WHAT TO DO: The data below should be printed in full, exactly, and without any of its images.

DATASET RECORDS:
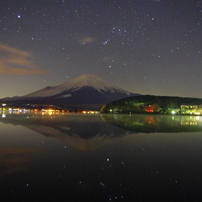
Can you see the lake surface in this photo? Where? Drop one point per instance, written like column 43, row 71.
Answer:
column 73, row 157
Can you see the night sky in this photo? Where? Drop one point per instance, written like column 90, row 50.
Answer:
column 143, row 46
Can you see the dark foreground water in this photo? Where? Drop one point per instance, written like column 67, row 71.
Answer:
column 76, row 157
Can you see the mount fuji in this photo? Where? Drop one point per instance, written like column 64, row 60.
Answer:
column 84, row 92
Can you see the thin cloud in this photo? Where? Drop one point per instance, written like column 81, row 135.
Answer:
column 87, row 40
column 15, row 61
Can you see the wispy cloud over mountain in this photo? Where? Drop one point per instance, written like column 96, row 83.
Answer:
column 87, row 40
column 15, row 61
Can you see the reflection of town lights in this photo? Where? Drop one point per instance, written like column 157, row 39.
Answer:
column 3, row 115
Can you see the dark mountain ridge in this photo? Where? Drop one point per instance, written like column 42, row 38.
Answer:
column 84, row 92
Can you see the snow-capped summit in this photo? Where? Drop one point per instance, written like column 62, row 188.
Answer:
column 84, row 92
column 86, row 80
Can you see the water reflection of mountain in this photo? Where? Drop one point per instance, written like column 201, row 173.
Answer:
column 83, row 132
column 155, row 123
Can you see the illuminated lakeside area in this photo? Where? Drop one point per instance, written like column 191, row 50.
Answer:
column 103, row 157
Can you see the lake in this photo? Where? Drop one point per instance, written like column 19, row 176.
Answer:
column 104, row 157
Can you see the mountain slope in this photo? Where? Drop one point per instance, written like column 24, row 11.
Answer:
column 76, row 84
column 84, row 92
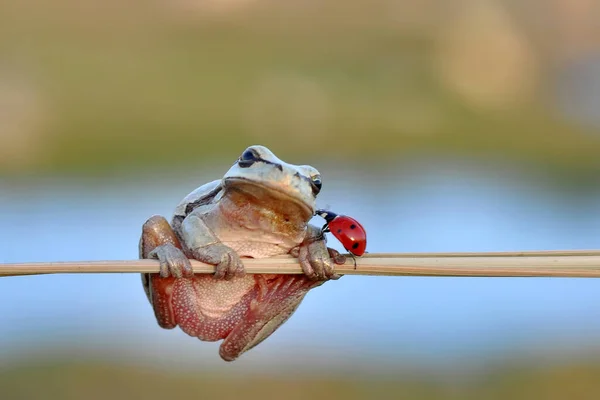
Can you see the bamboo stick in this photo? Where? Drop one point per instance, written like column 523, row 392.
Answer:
column 578, row 263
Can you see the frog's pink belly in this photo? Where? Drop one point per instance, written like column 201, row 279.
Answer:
column 209, row 309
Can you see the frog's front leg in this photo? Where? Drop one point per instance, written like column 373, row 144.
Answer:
column 315, row 257
column 158, row 241
column 205, row 246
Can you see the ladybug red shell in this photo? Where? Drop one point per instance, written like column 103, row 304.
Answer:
column 347, row 230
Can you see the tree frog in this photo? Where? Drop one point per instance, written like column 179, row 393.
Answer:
column 260, row 208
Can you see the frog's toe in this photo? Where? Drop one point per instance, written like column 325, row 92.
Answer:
column 230, row 266
column 336, row 256
column 172, row 261
column 307, row 268
column 321, row 262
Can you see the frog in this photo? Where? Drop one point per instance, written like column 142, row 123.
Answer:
column 260, row 208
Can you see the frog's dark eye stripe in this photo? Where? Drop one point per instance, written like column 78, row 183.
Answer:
column 251, row 156
column 316, row 180
column 248, row 157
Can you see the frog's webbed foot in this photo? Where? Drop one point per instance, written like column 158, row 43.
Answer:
column 228, row 263
column 172, row 261
column 315, row 257
column 336, row 256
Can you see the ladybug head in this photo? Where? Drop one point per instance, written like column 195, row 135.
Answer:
column 327, row 215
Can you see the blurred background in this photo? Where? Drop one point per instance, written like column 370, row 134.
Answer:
column 441, row 126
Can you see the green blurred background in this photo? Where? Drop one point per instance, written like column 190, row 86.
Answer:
column 100, row 95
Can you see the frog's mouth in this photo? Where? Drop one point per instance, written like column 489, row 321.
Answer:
column 271, row 195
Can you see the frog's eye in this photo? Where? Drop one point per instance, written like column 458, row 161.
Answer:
column 316, row 184
column 248, row 158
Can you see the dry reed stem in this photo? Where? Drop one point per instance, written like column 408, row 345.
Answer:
column 579, row 263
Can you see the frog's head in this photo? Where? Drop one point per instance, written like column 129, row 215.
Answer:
column 260, row 175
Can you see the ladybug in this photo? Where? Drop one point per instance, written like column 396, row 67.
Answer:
column 347, row 230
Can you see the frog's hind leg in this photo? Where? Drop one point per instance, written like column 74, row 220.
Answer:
column 278, row 296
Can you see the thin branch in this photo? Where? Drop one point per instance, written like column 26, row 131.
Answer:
column 580, row 263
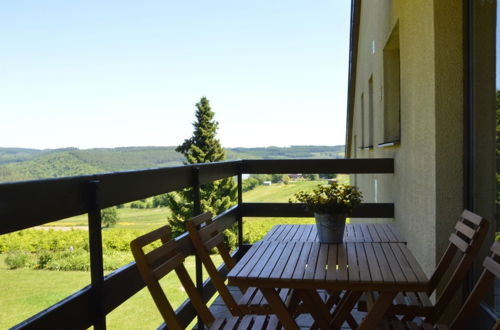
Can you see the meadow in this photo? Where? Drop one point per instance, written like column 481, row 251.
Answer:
column 24, row 292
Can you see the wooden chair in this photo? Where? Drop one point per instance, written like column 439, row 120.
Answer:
column 466, row 241
column 159, row 262
column 485, row 283
column 210, row 236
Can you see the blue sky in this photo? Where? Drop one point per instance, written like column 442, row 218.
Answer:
column 128, row 73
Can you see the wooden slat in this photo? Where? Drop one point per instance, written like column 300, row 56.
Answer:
column 168, row 266
column 342, row 262
column 353, row 262
column 332, row 261
column 300, row 266
column 366, row 233
column 312, row 166
column 375, row 254
column 464, row 229
column 495, row 248
column 472, row 217
column 242, row 263
column 209, row 172
column 492, row 266
column 382, row 234
column 311, row 261
column 459, row 243
column 288, row 252
column 291, row 262
column 374, row 234
column 209, row 230
column 320, row 272
column 154, row 235
column 406, row 267
column 263, row 260
column 163, row 250
column 282, row 252
column 412, row 261
column 214, row 241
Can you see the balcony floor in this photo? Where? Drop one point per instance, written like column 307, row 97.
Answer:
column 219, row 309
column 497, row 295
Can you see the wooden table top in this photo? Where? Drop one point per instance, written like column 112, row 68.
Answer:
column 358, row 232
column 347, row 266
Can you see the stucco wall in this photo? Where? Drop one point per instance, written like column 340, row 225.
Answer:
column 427, row 184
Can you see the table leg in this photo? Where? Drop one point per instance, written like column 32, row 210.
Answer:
column 279, row 308
column 376, row 314
column 343, row 310
column 316, row 306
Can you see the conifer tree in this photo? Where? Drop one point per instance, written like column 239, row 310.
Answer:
column 202, row 147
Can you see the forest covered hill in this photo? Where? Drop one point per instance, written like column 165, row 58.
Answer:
column 18, row 164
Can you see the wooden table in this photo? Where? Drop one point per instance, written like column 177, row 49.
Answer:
column 307, row 267
column 358, row 232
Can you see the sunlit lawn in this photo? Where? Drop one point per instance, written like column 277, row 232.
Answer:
column 25, row 292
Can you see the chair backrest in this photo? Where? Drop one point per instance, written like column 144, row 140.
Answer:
column 470, row 232
column 206, row 235
column 484, row 284
column 157, row 263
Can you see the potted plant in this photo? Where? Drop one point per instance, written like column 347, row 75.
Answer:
column 331, row 205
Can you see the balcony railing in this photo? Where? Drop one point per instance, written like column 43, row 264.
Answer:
column 27, row 204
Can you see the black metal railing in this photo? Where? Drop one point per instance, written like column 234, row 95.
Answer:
column 27, row 204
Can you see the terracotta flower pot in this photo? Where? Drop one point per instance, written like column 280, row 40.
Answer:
column 330, row 227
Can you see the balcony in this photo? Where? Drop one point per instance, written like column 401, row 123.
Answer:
column 55, row 199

SOLUTION TO THE EXERCISE:
Can you see the lake surface in this photo? Where? Drop one point per instance, written like column 43, row 71.
Answer:
column 73, row 157
Can you see the night sky in this photo? Where? Drop one point per instance, written like column 90, row 50.
Answer:
column 143, row 46
Can you see the dark foreground water in this photo? Where? Drop one point per instance, written like column 67, row 71.
Answer:
column 76, row 157
Can you see the mount fuji in this photo? Where? Drop one point per instance, written like column 64, row 60.
Answer:
column 84, row 92
Can you see the thin cloud in this photo? Where? Drop one point per instance, written like column 81, row 135.
Answer:
column 87, row 40
column 15, row 61
Can you see the wispy cloud over mountain in this photo? Where? Drop one point per instance, written like column 96, row 83.
Answer:
column 87, row 40
column 15, row 61
Can you see the reflection of town lights in this photo? Where? Drop one point per instance, written like column 157, row 39.
Answer:
column 3, row 115
Can you see the dark mountain ridge in this photo? Where? Drop one point per instance, written like column 42, row 38.
Answer:
column 84, row 92
Can you see the snow-capped summit in this photo? Where? Drop one point per instance, written like column 62, row 188.
Answer:
column 84, row 92
column 86, row 80
Can you see the water reflection of mountain in this photo? Where? Drop one point per instance, written like column 201, row 173.
Answer:
column 83, row 132
column 155, row 123
Can you see the illuminated lakeside area in this photo? Where? Drop one point per instance, written like column 191, row 50.
Answer:
column 103, row 157
Can you see the lake in this photo? Where? Drop one point per instance, written like column 19, row 176.
Answer:
column 104, row 157
Can you see the mountain slope in this photo? Where? Drop one point per instance, written like column 24, row 11.
Answer:
column 76, row 84
column 84, row 92
Can you see the bamboo stick in this photo? Where? Drop one point per instance, written like column 523, row 392.
Answer:
column 578, row 263
Can you see the frog's pink belly in this photo? Where? Drop one point per instance, written like column 201, row 279.
Answer:
column 209, row 309
Can you see the frog's front leg in this photo? Where? Drop one point per instance, written like column 373, row 144.
Answer:
column 315, row 257
column 158, row 241
column 205, row 246
Can you see the ladybug red shell in this photo? Where? Drop one point per instance, written like column 103, row 304.
Answer:
column 347, row 230
Can you see the tree frog in this photo? Where? Drop one point per instance, written like column 179, row 393.
Answer:
column 260, row 208
Can you see the frog's toe in this photo? Where? Drop one point per instance, written like column 325, row 92.
Answer:
column 230, row 266
column 336, row 256
column 172, row 261
column 307, row 268
column 321, row 262
Can you see the frog in this photo? Where? Drop one point per instance, written like column 142, row 123.
Answer:
column 260, row 208
Can you see the frog's dark eye stripe in this photo? Where? Drop one point per instance, written like column 78, row 183.
Answer:
column 251, row 156
column 316, row 180
column 248, row 157
Can you see the frog's webbed foot in this photo? Where? Drop one point per instance, written like column 158, row 43.
Answer:
column 228, row 263
column 172, row 261
column 315, row 257
column 336, row 256
Can you see the ladybug head in this photo? Where? Drop one point per instance, written like column 195, row 135.
Answer:
column 327, row 215
Can you see the blurred background in this photo? Where? Drop one point per instance, written like column 370, row 134.
Answer:
column 441, row 126
Can you see the green blurred background in this photo? Where? Drop one point per instance, written like column 190, row 86.
Answer:
column 100, row 95
Can you see the frog's mouth in this photo? Where? Drop one point per instance, written like column 489, row 321.
Answer:
column 271, row 195
Can you see the frog's eye in this photo? Where? Drop one point per instance, written like column 458, row 161.
Answer:
column 316, row 184
column 248, row 158
Can you see the dry reed stem in this photo? Where? Drop one point per instance, written like column 408, row 345.
Answer:
column 579, row 263
Can you see the frog's head in this photo? Where? Drop one point per instance, written like column 129, row 215.
Answer:
column 260, row 175
Can you see the ladybug in this photo? Where? Drop one point per instance, written like column 396, row 67.
Answer:
column 347, row 230
Can you see the frog's hind leg in this photo? Where? Drop one point per instance, written like column 74, row 220.
Answer:
column 278, row 296
Can you see the thin branch in this photo? Where? Drop one point per instance, written like column 26, row 131.
Answer:
column 580, row 263
Can you see the meadow in this photo? Where? Drop one point per instance, written like column 481, row 251.
Answer:
column 24, row 292
Can you see the wooden chair in this photo? Where? Drop one point per instance, written like column 439, row 120.
Answer:
column 466, row 241
column 159, row 262
column 485, row 283
column 210, row 236
Can you see the blue sky in this photo? Where? Drop one point per instance, written like column 442, row 218.
Answer:
column 128, row 73
Can you see the wooden slat in this photo? Where? Drop one point per instance, written like column 300, row 56.
Answer:
column 168, row 266
column 342, row 262
column 353, row 262
column 332, row 261
column 300, row 266
column 366, row 233
column 312, row 166
column 375, row 254
column 464, row 229
column 495, row 248
column 472, row 217
column 242, row 263
column 209, row 172
column 492, row 266
column 382, row 234
column 311, row 261
column 459, row 243
column 288, row 252
column 291, row 262
column 374, row 234
column 209, row 230
column 320, row 272
column 154, row 235
column 406, row 267
column 263, row 260
column 163, row 250
column 282, row 252
column 412, row 261
column 214, row 241
Can you see the balcony floor in this photo? Where? Drop one point per instance, written like column 307, row 97.
Answer:
column 219, row 309
column 497, row 295
Can you see the wooden table top in this photo? Where? Drop one point per instance, written like column 112, row 68.
Answer:
column 358, row 232
column 347, row 266
Can you see the stucco wall in this photo? Where? Drop one point per instance, written like column 340, row 225.
Answer:
column 427, row 184
Can you see the table leg in this photo? Where? Drop one point per instance, written like column 32, row 210.
Answer:
column 279, row 308
column 376, row 314
column 343, row 310
column 316, row 306
Can you see the conifer tree in this photo? Where? Drop one point per instance, written like column 239, row 310.
Answer:
column 202, row 147
Can you see the forest covered hill in this photo? Where? Drop one point per instance, written like column 165, row 58.
Answer:
column 18, row 164
Can you see the wooden table in this photo? Where? Drop one point per instance, written like column 177, row 49.
Answer:
column 307, row 267
column 358, row 232
Can you see the sunlit lawn in this photo? Where? Drop one point per instance, written like column 277, row 232.
Answer:
column 25, row 292
Can you see the chair backrest in this photo? Where? Drop one point per instance, written like column 144, row 140.
Answer:
column 470, row 232
column 206, row 235
column 484, row 284
column 157, row 263
Can you see the potted plant in this photo? Where? Drop one point per instance, written like column 347, row 75.
Answer:
column 331, row 205
Can you see the balcony railing in this photo? Where? Drop one point per instance, written like column 43, row 264.
Answer:
column 27, row 204
Can you see the black metal railing in this photo? Where? Drop one point per instance, written like column 234, row 95.
Answer:
column 27, row 204
Can you see the terracotta flower pot in this photo? Where? Drop one point per instance, written like column 280, row 40.
Answer:
column 330, row 227
Can you see the balcony in this photo? Where? Drop one point per instance, written like column 401, row 123.
Answer:
column 55, row 199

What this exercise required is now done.